The VA can continue its partnership with the Indian Health Service to reach and care for veterans locally in Native American communities. Together, they can reduce barriers to care.
A continued focus on technology and access particularly can create faster and more direct means of care and should be greatly expanded. And investments in training, education, and engagement can improve communication, veteran benefits awareness, and streamline care, especially for patient referrals.
Distance in rural communities will always be a challenge for veterans who are Native Americans and Alaska Natives, but there are ways to alleviate this challenge. For example, the VA, through the Office of Rural Health Programs, has made great progress partnering with the IHS.
As part of their memorandum of understanding, the VA routinely reimburses the Indian Health Service for IHS care of Native American veterans. This creates incentives for culturally competent, community health care for over 7,000 veterans in the IHS system.
In addition, Native veterans in the IHS system can have their prescriptions processed through the VA mail pharmacy system. The latest improvement to care at the VA is the waiver of all copays for Native American and Alaska Native veterans seeking care in the VA system. (Veterans in the IHS system already enjoy that benefit.) This rule is set to go into effect in February after a 30-day public comment period.
Greater investments have been made in telehealth by the VA and should be replicated in tribal communities for veterans. The VA recently opened two telehealth access sites in Montana at Montana State University in Bozeman as well as the University of Montana in Missoula.
The sites serve the veteran student and faculty population at the two schools, including mental health, nutrition, social work, and select primary care counseling. These initiatives are the model for rural health care and greater investments should be made in partnership with IHS to provide them in Native American communities.
Greater telehealth options will allow those seeking mental health care for veteran-specific issues, such as PTSD, to use the VA. They can see doctors who can treat their service-related issues with cultural understanding and patient-related expertise.
Education and engagement are the areas with the most opportunity to improve Native American veteran health care. The VA should have a patient representative in every IHS or tribal hospital to support patient referrals, specialist appointments, and transportation needs. Patients need help and direction at the time of the appointment and should have an obvious resource to turn to while they are still in their hospital or clinic.
More importantly, the VA and IHS need to continue to educate tribal leaders, tribal health care administrative professionals, and tribal Native veteran organizations about veteran health care benefits and how to access them at the organizational and individual level.
The VA can do this across the country through funding created by the PACT Act. That legislation, which passed in 2022, expands VA health care and benefits for veterans exposed to burn pits, Agent Orange, and other toxic substances. The VA should spend extra time hiring and training Native American and Alaska Native outreach specialists to engage Native American veterans directly, not just through tribal leadership, to apprise them of their benefits and educate them on the benefits of joining the VA health care system.
We can do this
The challenges in supporting our Native American and Alaska Native veterans in health care can seem almost insurmountable. Distance, geography, chronic disease, and cultural differences create problems that cause us to fall short as a nation in fulfilling our mandate to our tribal veterans. We must work to solve these problems and deliver what we have promised.
We can fulfill our promise to all our veterans, including our tribal brothers and sisters who stood next to us on the battlefield. We can do that through greater partnership between the VA and IHS, a commitment to community-based care, an investment in innovation through telehealth, and a monumental drive to engage and educate Native American and Alaska Native communities.
We must continue to stand by them, together.

◆ Exercise directions ◆
Reproduce word for word the part of the excerpt on Native American veterans' health care running from "Education and engagement" down to "hospital or clinic.". Draw only on the excerpt above.

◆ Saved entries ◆
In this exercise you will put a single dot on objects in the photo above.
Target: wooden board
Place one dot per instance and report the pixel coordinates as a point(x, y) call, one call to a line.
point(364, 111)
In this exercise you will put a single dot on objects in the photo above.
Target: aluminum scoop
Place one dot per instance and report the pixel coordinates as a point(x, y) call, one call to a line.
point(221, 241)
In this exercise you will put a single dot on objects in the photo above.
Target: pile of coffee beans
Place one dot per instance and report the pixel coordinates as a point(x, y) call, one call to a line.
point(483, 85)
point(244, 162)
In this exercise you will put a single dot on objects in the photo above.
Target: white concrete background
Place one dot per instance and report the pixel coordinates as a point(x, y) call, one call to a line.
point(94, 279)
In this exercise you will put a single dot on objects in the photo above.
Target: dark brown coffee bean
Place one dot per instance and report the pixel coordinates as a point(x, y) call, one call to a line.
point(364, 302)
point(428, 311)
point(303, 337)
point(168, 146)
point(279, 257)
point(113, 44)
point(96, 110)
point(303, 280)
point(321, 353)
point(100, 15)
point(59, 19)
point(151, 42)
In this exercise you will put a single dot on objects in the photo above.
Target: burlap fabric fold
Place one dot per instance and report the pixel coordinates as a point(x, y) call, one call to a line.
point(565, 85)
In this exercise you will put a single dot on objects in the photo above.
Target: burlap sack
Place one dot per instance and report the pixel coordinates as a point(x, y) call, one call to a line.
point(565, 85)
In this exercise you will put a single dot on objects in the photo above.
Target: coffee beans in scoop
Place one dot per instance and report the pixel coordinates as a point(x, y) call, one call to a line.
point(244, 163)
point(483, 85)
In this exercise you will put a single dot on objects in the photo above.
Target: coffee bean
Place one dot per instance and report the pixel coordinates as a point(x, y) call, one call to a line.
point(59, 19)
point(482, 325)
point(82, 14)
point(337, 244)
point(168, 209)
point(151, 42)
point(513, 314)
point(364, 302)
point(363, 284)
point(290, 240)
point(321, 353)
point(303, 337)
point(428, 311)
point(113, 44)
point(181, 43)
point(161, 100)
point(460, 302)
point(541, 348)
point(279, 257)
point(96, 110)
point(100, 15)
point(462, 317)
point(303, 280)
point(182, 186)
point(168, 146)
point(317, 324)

◆ Finished task ◆
Education and engagement are the areas with the most opportunity to improve Native American veteran health care. The VA should have a patient representative in every IHS or tribal hospital to support patient referrals, specialist appointments, and transportation needs. Patients need help and direction at the time of the appointment and should have an obvious resource to turn to while they are still in their hospital or clinic.